Excerpt:
# Melt and pour frosting whip not hardening



## Ella kent (Sep 2, 2018)

Hello, my name is Ella. I'm new to this forum.
I am a beginner soap maker, i do cold and hot process soap, if anyone can help me i have a query about melt and pour frosting whip, i made mine last night with white m&p, clear scent free dish soap and bath whip, I've woke up this morning to check on it and its still squigy, it hasnt hardened. Is someone out there that can help!! 

Thank you


----------



## BattleGnome (Sep 2, 2018)

Can you give your full recipe and method? It helps tons when we know what you did since everyone has their own recipes and methods.


----------



## Ella kent (Sep 2, 2018)

Yes, it was 1 cup (190 grams) of white melt and pour, 1 cup of bath whip and 1 tbsp of dish soap . That was a recipe i found on youtube, but im english so had to convert to english from american.


----------



## cmzaha (Sep 2, 2018)

Items from a data source:
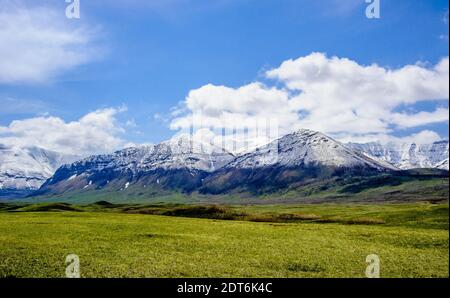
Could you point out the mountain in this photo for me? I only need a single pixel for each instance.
(291, 161)
(177, 165)
(23, 170)
(182, 165)
(408, 155)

Task requirements: Write the next part of the forum thread above on melt and pour frosting whip that stays soft, picking up right after its final line.

Written response:
Sorry I cannot help other than say it takes time and experimenting to come up with the perfect whip. Sometimes you even have to change m&p bases, since they do not all work the same. I know it took 6-12 months for my daughter to perfect a topping  that would not squish, melt or fall off during shipping. She found unscented castile LS worked the best. You can try adding in some starches. I cannot say what she used. Just turn to the baking industry to find thickeners/hardeners. Wish I could help more, but since she may someday write an E book of recipes or get back to her m&p I cannot divulge the ingredient that made a big difference. Patience is what it takes


----------



## lsg (Sep 2, 2018)

I notice that the recipe at Wholesale Supplies Plus uses palm kernel oil in their recipe.  That should help the whipped icing to harden.  Here is a link to the recipe.

http://www.wholesalesuppliesplus.co...e-recipes/debbie-mays-best-soap-frosting.aspx


----------



## Ella kent (Sep 2, 2018)

Thank you guys, much appreciated ❤


----------



## Rattanjeet (Feb 23, 2022)

Ella kent said:


> Hello, my name is Ella. I'm new to this forum.
> I am a beginner soap maker, i do cold and hot process soap, if anyone can help me i have a query about melt and pour frosting whip, i made mine last night with white m&p, clear scent free dish soap and bath whip, I've woke up this morning to check on it and its still squigy, it hasnt hardened. Is someone out there that can help!!
> 
> Thank you


Hi Ella, could you get your frosting harden?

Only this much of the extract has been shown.